***** Data listing

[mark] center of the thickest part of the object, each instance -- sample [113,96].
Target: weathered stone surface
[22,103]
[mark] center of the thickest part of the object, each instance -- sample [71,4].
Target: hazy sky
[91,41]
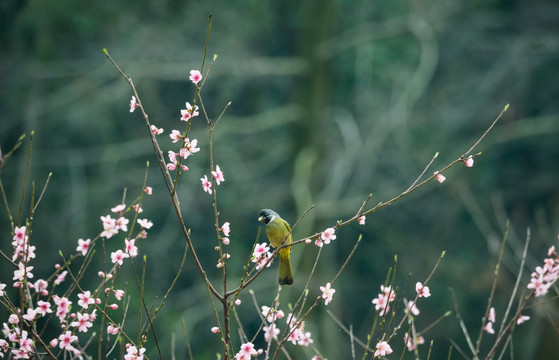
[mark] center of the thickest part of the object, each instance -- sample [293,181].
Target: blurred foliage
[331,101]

**********
***** Data listing

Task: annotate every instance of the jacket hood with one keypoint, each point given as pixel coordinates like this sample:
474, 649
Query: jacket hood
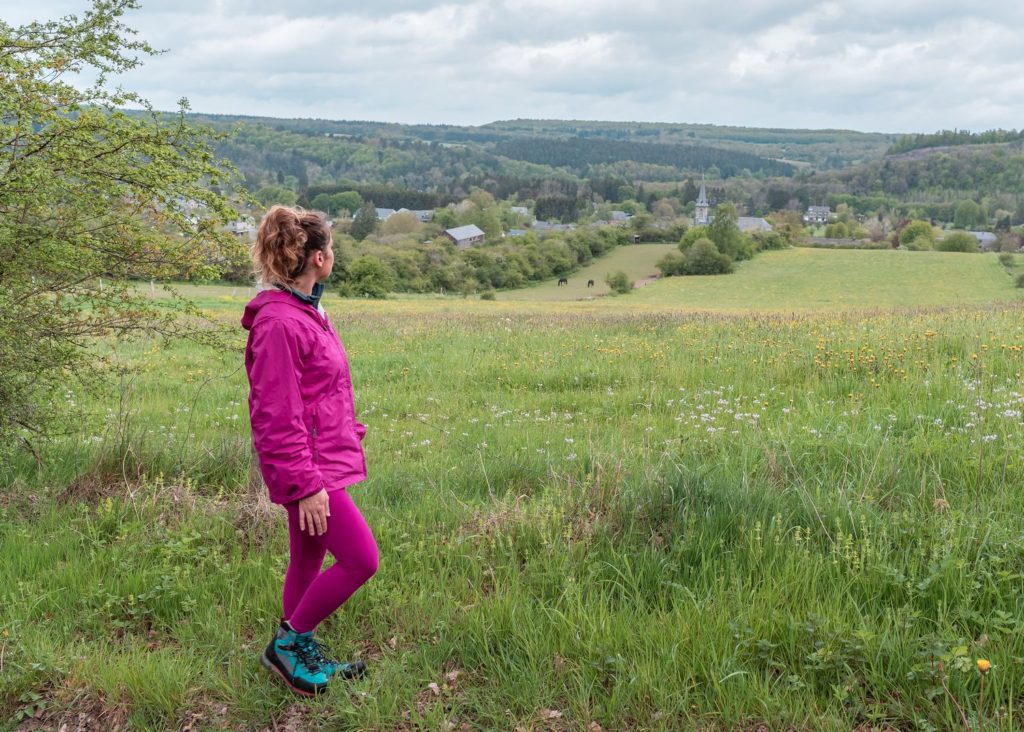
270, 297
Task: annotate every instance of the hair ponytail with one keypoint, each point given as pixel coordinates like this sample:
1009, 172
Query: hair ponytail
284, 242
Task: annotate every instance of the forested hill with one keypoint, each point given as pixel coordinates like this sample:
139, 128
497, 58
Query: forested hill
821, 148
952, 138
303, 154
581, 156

**********
***** Data listing

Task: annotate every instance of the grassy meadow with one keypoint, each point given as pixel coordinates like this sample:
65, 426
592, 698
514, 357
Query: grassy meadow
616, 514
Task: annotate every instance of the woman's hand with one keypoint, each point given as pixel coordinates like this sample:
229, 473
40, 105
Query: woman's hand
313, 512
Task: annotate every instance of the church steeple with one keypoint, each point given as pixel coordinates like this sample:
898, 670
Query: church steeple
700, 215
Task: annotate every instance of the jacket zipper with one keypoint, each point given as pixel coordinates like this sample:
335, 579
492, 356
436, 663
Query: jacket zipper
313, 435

**********

§ Instructions for the task
Your task is to say how many lines in the entries above contain the word "each". Please write only the number.

§ Solution to the problem
10